• Data entries:
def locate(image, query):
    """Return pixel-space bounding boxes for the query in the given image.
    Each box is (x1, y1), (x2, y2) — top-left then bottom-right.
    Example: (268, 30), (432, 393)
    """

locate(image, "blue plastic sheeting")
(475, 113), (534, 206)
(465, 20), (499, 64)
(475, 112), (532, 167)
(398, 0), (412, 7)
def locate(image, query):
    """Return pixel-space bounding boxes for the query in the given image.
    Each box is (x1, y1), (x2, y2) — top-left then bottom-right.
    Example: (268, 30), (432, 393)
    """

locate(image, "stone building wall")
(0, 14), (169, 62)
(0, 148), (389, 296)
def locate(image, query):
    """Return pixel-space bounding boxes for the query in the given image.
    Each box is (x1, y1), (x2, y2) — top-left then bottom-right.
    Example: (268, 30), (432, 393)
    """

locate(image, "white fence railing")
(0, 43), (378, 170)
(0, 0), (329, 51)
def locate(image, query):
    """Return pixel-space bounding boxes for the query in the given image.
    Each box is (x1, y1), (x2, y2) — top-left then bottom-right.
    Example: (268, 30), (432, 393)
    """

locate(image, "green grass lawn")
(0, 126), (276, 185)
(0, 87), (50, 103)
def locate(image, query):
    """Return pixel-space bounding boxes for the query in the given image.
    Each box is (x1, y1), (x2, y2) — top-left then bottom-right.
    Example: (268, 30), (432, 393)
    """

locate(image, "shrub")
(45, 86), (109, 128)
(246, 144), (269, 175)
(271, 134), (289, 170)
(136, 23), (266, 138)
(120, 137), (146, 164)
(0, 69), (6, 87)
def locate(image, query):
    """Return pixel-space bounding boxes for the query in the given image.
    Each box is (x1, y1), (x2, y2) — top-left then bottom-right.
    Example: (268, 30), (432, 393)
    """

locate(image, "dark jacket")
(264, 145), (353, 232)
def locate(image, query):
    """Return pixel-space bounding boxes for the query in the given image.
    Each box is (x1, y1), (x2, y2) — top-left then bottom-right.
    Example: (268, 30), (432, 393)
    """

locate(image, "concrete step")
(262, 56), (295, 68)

• Task instructions: Extract every record and return it verbatim.

• Worked solution:
def locate(image, query):
    """Return pixel-space bounding boxes for the query in the given image.
    Each box is (x1, y1), (x2, y2) — top-left then bottom-right.
    Example: (268, 30), (432, 393)
    """

locate(image, "blue plastic sheeting")
(475, 113), (534, 206)
(465, 20), (499, 64)
(475, 112), (532, 167)
(398, 0), (412, 7)
def locate(image, query):
    """Return pixel-space bounding boxes for the query in the given image.
    Each box is (x1, y1), (x2, y2) — top-left then bottom-right.
    Example: (268, 30), (432, 393)
    """

locate(image, "stone building wall")
(0, 14), (169, 62)
(0, 148), (389, 296)
def locate(image, query):
    """Return pixel-space bounding boxes for the query in the given image.
    Each box is (x1, y1), (x2, y2) — top-left then bottom-right.
    Example: (268, 30), (432, 393)
    """

locate(image, "white fence railing")
(0, 43), (378, 170)
(0, 0), (329, 51)
def locate(image, query):
    """Return pixel-space bounding boxes for the query in the given image.
    Each box is (x1, y1), (x2, y2) — top-left then bottom-right.
    Example: (268, 30), (432, 393)
    """

locate(image, "green grass lawn")
(0, 126), (276, 185)
(0, 87), (50, 103)
def locate(image, query):
    """Return pixel-space bounding boxes for the query in the given image.
    Each box is (x1, y1), (x2, y2) — top-left then bottom-right.
    Example: (268, 30), (432, 393)
    """

locate(image, "shrub")
(45, 86), (109, 128)
(246, 144), (269, 175)
(271, 134), (289, 170)
(136, 23), (266, 138)
(120, 137), (146, 164)
(0, 69), (6, 87)
def locate(image, query):
    """Return pixel-space bounding boxes for the query in the given image.
    Each box is (x1, y1), (x2, y2) — top-left then bottom-right.
    Example: (268, 30), (432, 393)
    """

locate(image, "dark jacket")
(264, 145), (353, 232)
def locate(image, query):
    """Return pixel-space bounding boxes for the query in the given image.
    Each box is (x1, y1), (x2, y2) — top-left then bottom-right.
    Example: (268, 30), (432, 393)
    """

locate(image, "concrete step")
(262, 56), (295, 68)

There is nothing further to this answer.